#### EXTRACTED INFORMATION
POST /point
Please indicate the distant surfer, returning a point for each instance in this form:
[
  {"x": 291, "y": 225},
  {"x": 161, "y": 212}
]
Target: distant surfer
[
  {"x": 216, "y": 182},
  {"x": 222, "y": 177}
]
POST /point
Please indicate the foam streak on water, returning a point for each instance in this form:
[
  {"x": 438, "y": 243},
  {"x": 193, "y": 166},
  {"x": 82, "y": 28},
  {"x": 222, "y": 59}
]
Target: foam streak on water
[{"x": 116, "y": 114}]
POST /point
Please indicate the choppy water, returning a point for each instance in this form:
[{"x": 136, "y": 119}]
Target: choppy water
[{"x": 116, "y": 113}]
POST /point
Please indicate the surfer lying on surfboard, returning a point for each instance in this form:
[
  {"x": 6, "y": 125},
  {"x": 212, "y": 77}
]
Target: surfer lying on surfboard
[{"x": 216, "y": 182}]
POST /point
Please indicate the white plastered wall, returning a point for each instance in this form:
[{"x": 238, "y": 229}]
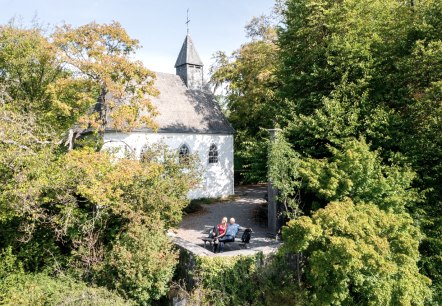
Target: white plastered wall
[{"x": 217, "y": 178}]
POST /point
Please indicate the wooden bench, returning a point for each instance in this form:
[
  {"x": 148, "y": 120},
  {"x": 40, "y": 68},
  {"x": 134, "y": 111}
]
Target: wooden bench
[{"x": 208, "y": 228}]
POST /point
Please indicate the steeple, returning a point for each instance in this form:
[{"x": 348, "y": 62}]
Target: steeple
[{"x": 189, "y": 65}]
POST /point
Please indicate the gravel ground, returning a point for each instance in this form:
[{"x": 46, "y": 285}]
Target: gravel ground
[{"x": 245, "y": 208}]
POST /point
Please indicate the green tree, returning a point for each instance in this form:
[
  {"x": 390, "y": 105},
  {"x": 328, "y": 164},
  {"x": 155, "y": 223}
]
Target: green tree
[
  {"x": 359, "y": 254},
  {"x": 82, "y": 212},
  {"x": 248, "y": 79},
  {"x": 366, "y": 69}
]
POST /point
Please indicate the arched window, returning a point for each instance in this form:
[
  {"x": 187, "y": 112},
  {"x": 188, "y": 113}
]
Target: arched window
[
  {"x": 213, "y": 154},
  {"x": 184, "y": 153}
]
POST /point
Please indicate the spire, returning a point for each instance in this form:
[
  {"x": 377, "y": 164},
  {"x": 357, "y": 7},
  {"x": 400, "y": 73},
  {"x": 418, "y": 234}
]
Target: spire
[
  {"x": 188, "y": 54},
  {"x": 189, "y": 65}
]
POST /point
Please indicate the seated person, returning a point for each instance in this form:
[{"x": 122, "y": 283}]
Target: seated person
[
  {"x": 230, "y": 234},
  {"x": 219, "y": 233}
]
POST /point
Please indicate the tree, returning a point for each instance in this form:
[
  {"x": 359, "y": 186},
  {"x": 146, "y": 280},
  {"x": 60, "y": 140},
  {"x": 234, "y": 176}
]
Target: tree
[
  {"x": 366, "y": 69},
  {"x": 35, "y": 81},
  {"x": 82, "y": 212},
  {"x": 359, "y": 254},
  {"x": 100, "y": 53},
  {"x": 249, "y": 82}
]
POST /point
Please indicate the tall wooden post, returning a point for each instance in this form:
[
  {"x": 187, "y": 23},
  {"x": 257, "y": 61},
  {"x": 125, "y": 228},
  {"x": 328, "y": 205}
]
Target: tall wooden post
[{"x": 272, "y": 207}]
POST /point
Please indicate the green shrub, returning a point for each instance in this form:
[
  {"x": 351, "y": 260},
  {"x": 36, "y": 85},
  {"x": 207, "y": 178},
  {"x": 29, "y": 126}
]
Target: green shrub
[
  {"x": 243, "y": 280},
  {"x": 40, "y": 289},
  {"x": 141, "y": 264},
  {"x": 359, "y": 254}
]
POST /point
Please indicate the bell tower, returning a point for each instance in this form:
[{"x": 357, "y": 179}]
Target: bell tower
[{"x": 189, "y": 65}]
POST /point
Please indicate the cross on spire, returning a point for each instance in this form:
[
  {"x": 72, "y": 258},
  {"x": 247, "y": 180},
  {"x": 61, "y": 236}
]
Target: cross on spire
[{"x": 187, "y": 22}]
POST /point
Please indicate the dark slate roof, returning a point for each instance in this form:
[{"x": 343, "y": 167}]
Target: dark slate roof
[
  {"x": 188, "y": 54},
  {"x": 182, "y": 110}
]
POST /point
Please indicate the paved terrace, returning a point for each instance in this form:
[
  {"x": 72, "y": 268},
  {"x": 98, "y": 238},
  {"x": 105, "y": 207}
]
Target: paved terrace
[{"x": 246, "y": 208}]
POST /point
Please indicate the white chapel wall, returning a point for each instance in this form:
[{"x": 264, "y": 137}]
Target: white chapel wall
[{"x": 217, "y": 178}]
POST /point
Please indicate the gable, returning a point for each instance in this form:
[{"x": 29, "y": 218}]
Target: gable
[{"x": 182, "y": 110}]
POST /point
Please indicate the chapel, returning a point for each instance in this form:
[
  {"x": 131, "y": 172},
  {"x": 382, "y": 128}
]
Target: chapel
[{"x": 190, "y": 121}]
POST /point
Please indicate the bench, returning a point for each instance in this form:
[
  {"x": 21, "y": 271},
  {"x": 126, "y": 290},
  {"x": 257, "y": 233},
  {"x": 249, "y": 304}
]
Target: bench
[{"x": 208, "y": 228}]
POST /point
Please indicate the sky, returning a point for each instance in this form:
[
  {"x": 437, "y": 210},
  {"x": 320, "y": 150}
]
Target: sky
[{"x": 159, "y": 25}]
########
TASK REQUIREMENTS.
Locate each line of the records above that contains the string "seated", and copy every such line in full.

TASK OUTPUT.
Please indicate the seated person, returning a point for each instance in this form:
Target: seated person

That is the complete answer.